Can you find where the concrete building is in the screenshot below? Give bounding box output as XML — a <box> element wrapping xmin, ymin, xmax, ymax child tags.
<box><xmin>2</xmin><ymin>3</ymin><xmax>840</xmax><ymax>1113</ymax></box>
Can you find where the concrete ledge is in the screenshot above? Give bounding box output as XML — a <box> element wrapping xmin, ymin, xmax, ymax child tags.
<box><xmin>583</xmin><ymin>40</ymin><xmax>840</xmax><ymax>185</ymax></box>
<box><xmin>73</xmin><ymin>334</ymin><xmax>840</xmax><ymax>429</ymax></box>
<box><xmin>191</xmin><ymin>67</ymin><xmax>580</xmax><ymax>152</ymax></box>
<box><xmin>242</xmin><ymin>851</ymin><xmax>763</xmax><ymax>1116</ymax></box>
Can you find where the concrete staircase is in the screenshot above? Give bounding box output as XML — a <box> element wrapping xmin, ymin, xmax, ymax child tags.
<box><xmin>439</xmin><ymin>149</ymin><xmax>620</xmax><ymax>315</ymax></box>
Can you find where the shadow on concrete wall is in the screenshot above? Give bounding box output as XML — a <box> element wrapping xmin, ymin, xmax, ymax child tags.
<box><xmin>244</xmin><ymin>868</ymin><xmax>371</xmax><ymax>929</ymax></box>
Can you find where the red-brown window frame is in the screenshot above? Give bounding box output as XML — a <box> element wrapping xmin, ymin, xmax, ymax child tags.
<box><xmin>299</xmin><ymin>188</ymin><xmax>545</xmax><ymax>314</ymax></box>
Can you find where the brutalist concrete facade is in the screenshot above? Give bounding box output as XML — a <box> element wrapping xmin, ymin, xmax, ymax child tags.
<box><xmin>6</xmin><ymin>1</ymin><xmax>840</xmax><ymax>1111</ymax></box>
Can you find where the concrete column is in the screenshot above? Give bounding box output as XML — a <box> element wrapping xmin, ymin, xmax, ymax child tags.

********

TASK GOAL :: The material is to be transcribed once more, exactly and completely.

TASK RESPONSE ::
Can you find where the concrete building is in the screenshot below? Give bounding box output as XML — a <box> element wrapping xmin, ymin, xmax, ymax child tags.
<box><xmin>2</xmin><ymin>3</ymin><xmax>840</xmax><ymax>1113</ymax></box>
Can you find where the concrete ledge is in the screenshot above? Give bounding box output as XML — a <box> element wrapping xmin, ymin, xmax, ymax child tags.
<box><xmin>583</xmin><ymin>40</ymin><xmax>840</xmax><ymax>185</ymax></box>
<box><xmin>73</xmin><ymin>334</ymin><xmax>840</xmax><ymax>429</ymax></box>
<box><xmin>191</xmin><ymin>67</ymin><xmax>580</xmax><ymax>152</ymax></box>
<box><xmin>242</xmin><ymin>851</ymin><xmax>763</xmax><ymax>1116</ymax></box>
Can you find where the concrete staircase is in the screenshot above? Give bounding box output as XML — a <box> element wrapping xmin, ymin, xmax, ymax child tags.
<box><xmin>439</xmin><ymin>149</ymin><xmax>620</xmax><ymax>315</ymax></box>
Can you find where the shadow on concrete wall is in the screenshot above? Give bounding box output as XML — a <box> element wrapping xmin, ymin, xmax, ymax child tags.
<box><xmin>244</xmin><ymin>868</ymin><xmax>371</xmax><ymax>929</ymax></box>
Can you find where the red-brown window frame is in the screenshot above? Give bounding box output as XML — a <box> element wrapping xmin, ymin, xmax, ymax child tags.
<box><xmin>299</xmin><ymin>188</ymin><xmax>545</xmax><ymax>314</ymax></box>
Can you find where the brutalist concrete facade is in the screenshot above? Give bounding box output as XML — a <box> element wrapping xmin, ymin, xmax, ymax child tags.
<box><xmin>6</xmin><ymin>1</ymin><xmax>840</xmax><ymax>1111</ymax></box>
Can you find where the concrete column is in the screenshot above? Give bounding box output as XML — a <box> element wrapping xmin, ymin, xmax, ymax child tags.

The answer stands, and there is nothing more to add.